WHAT YOU NEED TO DO:
Count the rows below that contain the string "shirt". Reply with that number alone.

--- Start GIVEN DATA ---

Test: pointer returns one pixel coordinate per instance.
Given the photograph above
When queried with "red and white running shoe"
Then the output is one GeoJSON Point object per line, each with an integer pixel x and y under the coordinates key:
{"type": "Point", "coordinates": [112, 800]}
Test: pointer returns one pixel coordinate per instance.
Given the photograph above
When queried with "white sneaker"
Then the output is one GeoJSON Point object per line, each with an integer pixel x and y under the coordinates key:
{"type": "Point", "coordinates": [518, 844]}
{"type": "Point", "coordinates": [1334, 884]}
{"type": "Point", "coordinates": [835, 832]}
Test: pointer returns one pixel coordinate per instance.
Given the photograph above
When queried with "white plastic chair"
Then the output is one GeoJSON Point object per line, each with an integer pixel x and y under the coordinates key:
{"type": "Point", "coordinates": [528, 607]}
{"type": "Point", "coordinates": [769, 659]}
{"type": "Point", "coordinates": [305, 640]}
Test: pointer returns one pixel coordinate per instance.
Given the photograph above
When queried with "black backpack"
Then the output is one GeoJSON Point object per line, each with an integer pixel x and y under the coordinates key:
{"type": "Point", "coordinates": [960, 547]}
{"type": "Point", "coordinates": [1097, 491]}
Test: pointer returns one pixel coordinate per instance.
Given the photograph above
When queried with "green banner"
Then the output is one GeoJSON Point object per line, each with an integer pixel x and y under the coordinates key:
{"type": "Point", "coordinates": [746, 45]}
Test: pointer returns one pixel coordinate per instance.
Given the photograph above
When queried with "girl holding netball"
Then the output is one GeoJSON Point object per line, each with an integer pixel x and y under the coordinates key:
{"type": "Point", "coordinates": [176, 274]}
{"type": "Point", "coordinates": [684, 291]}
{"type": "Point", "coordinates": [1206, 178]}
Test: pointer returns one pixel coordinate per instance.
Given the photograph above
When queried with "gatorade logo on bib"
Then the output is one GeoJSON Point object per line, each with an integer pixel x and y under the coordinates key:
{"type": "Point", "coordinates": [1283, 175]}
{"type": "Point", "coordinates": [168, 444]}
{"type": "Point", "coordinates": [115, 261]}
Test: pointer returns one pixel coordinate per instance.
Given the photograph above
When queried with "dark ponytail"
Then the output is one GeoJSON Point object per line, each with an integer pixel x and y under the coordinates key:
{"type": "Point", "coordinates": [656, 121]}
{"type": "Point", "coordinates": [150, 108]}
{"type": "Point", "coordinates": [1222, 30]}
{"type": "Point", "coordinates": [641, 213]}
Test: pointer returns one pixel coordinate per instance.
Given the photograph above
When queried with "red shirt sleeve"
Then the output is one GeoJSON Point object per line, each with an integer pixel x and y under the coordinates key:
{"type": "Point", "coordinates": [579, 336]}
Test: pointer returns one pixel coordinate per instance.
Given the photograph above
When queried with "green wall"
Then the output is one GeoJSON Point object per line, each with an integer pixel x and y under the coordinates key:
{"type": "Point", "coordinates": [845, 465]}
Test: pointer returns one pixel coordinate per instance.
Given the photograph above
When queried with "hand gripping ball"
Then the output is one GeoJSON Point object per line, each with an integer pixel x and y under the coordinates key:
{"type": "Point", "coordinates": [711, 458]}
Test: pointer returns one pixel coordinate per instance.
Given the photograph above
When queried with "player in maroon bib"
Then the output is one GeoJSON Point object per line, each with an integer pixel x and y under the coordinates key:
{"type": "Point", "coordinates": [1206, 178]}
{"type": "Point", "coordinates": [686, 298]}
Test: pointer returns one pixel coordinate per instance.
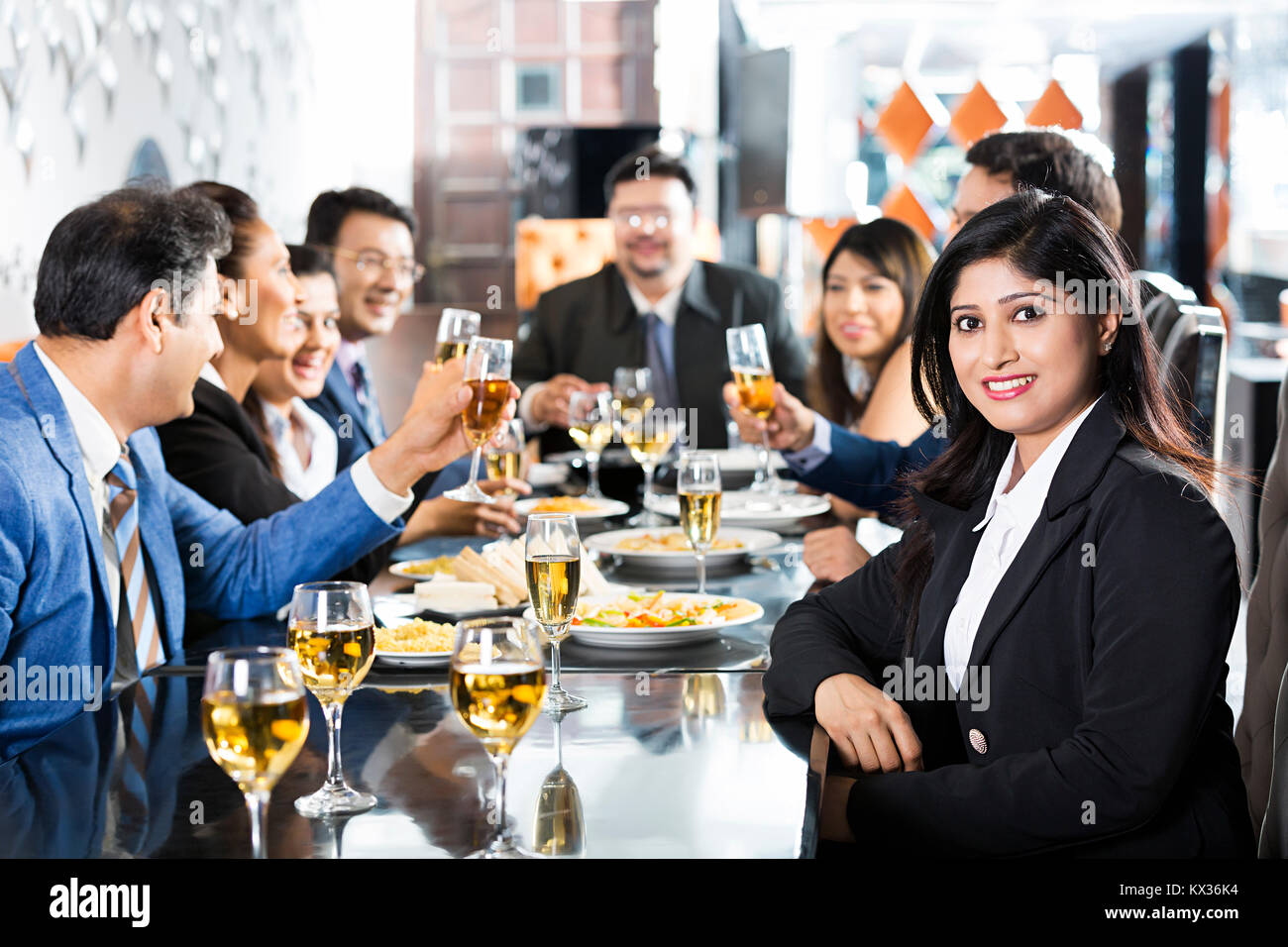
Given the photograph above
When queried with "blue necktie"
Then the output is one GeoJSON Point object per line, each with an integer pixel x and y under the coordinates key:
{"type": "Point", "coordinates": [658, 348]}
{"type": "Point", "coordinates": [124, 509]}
{"type": "Point", "coordinates": [366, 393]}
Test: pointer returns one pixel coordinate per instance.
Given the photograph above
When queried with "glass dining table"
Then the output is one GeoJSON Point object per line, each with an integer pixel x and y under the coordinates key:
{"type": "Point", "coordinates": [673, 758]}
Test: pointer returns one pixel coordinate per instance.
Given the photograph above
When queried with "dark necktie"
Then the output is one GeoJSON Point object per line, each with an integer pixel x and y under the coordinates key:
{"type": "Point", "coordinates": [665, 390]}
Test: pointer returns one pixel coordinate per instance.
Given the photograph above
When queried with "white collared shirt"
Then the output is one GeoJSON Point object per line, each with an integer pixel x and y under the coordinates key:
{"type": "Point", "coordinates": [668, 309]}
{"type": "Point", "coordinates": [99, 453]}
{"type": "Point", "coordinates": [305, 482]}
{"type": "Point", "coordinates": [384, 502]}
{"type": "Point", "coordinates": [1006, 523]}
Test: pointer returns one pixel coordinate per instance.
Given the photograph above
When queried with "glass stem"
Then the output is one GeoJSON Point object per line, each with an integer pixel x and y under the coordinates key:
{"type": "Point", "coordinates": [767, 459]}
{"type": "Point", "coordinates": [257, 802]}
{"type": "Point", "coordinates": [335, 774]}
{"type": "Point", "coordinates": [554, 668]}
{"type": "Point", "coordinates": [500, 841]}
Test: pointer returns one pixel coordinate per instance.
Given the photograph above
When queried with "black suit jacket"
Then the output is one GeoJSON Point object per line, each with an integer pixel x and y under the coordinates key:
{"type": "Point", "coordinates": [589, 328]}
{"type": "Point", "coordinates": [218, 453]}
{"type": "Point", "coordinates": [1106, 728]}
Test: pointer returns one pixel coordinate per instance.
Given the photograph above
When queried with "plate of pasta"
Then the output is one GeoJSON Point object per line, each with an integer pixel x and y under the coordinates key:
{"type": "Point", "coordinates": [658, 618]}
{"type": "Point", "coordinates": [580, 506]}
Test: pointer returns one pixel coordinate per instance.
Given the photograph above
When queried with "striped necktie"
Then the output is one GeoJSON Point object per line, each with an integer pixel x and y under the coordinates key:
{"type": "Point", "coordinates": [123, 492]}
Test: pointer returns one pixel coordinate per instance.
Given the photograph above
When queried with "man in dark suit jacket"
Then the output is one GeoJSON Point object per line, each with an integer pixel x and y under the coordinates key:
{"type": "Point", "coordinates": [656, 305]}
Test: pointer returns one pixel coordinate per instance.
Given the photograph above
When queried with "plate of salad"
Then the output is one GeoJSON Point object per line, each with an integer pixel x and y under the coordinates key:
{"type": "Point", "coordinates": [658, 618]}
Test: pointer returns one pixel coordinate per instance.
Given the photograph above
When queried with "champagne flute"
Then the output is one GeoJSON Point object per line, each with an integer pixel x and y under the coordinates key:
{"type": "Point", "coordinates": [553, 565]}
{"type": "Point", "coordinates": [699, 505]}
{"type": "Point", "coordinates": [505, 454]}
{"type": "Point", "coordinates": [754, 376]}
{"type": "Point", "coordinates": [254, 716]}
{"type": "Point", "coordinates": [590, 421]}
{"type": "Point", "coordinates": [487, 371]}
{"type": "Point", "coordinates": [333, 634]}
{"type": "Point", "coordinates": [559, 822]}
{"type": "Point", "coordinates": [632, 390]}
{"type": "Point", "coordinates": [455, 330]}
{"type": "Point", "coordinates": [496, 685]}
{"type": "Point", "coordinates": [648, 436]}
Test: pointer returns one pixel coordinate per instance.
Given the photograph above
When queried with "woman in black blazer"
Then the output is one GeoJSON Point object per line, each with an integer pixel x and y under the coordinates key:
{"type": "Point", "coordinates": [1096, 611]}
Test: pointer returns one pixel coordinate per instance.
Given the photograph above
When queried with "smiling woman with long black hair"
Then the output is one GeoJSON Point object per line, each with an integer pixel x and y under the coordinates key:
{"type": "Point", "coordinates": [1039, 664]}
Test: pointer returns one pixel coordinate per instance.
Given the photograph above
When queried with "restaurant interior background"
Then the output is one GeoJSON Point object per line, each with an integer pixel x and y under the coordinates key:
{"type": "Point", "coordinates": [798, 115]}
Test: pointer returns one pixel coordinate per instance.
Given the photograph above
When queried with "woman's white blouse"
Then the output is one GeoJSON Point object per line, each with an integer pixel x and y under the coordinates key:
{"type": "Point", "coordinates": [305, 482]}
{"type": "Point", "coordinates": [1006, 523]}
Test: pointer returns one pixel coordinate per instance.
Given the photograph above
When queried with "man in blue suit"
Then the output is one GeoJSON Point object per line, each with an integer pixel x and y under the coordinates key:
{"type": "Point", "coordinates": [372, 240]}
{"type": "Point", "coordinates": [101, 551]}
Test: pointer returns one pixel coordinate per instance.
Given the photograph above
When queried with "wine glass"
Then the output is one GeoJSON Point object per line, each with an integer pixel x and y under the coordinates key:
{"type": "Point", "coordinates": [559, 822]}
{"type": "Point", "coordinates": [648, 436]}
{"type": "Point", "coordinates": [632, 390]}
{"type": "Point", "coordinates": [496, 684]}
{"type": "Point", "coordinates": [487, 372]}
{"type": "Point", "coordinates": [754, 376]}
{"type": "Point", "coordinates": [505, 454]}
{"type": "Point", "coordinates": [553, 566]}
{"type": "Point", "coordinates": [590, 421]}
{"type": "Point", "coordinates": [699, 505]}
{"type": "Point", "coordinates": [455, 330]}
{"type": "Point", "coordinates": [254, 716]}
{"type": "Point", "coordinates": [333, 634]}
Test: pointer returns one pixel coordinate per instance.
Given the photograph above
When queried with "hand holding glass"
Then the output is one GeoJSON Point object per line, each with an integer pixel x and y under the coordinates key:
{"type": "Point", "coordinates": [487, 372]}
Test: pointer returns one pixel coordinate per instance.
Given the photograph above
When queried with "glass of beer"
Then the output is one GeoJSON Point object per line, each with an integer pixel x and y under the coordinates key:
{"type": "Point", "coordinates": [754, 376]}
{"type": "Point", "coordinates": [503, 454]}
{"type": "Point", "coordinates": [333, 634]}
{"type": "Point", "coordinates": [553, 565]}
{"type": "Point", "coordinates": [590, 421]}
{"type": "Point", "coordinates": [254, 716]}
{"type": "Point", "coordinates": [487, 372]}
{"type": "Point", "coordinates": [455, 330]}
{"type": "Point", "coordinates": [699, 505]}
{"type": "Point", "coordinates": [648, 436]}
{"type": "Point", "coordinates": [632, 390]}
{"type": "Point", "coordinates": [496, 684]}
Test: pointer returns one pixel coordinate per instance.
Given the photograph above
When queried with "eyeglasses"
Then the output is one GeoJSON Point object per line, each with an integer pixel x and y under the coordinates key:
{"type": "Point", "coordinates": [625, 219]}
{"type": "Point", "coordinates": [372, 260]}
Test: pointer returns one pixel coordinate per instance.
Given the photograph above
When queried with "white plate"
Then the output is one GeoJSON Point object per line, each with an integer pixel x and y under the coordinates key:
{"type": "Point", "coordinates": [655, 637]}
{"type": "Point", "coordinates": [752, 508]}
{"type": "Point", "coordinates": [603, 508]}
{"type": "Point", "coordinates": [415, 659]}
{"type": "Point", "coordinates": [752, 541]}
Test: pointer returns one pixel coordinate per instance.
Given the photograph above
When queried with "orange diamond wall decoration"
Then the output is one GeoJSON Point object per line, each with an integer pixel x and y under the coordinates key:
{"type": "Point", "coordinates": [1055, 108]}
{"type": "Point", "coordinates": [905, 123]}
{"type": "Point", "coordinates": [977, 115]}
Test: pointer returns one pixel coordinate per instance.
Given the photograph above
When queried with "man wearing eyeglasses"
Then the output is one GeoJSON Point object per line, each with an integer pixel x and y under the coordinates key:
{"type": "Point", "coordinates": [655, 305]}
{"type": "Point", "coordinates": [372, 241]}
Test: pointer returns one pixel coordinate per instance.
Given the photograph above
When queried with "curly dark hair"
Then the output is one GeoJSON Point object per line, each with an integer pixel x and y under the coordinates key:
{"type": "Point", "coordinates": [106, 256]}
{"type": "Point", "coordinates": [898, 254]}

--- End GIVEN DATA ---

SOLUTION:
2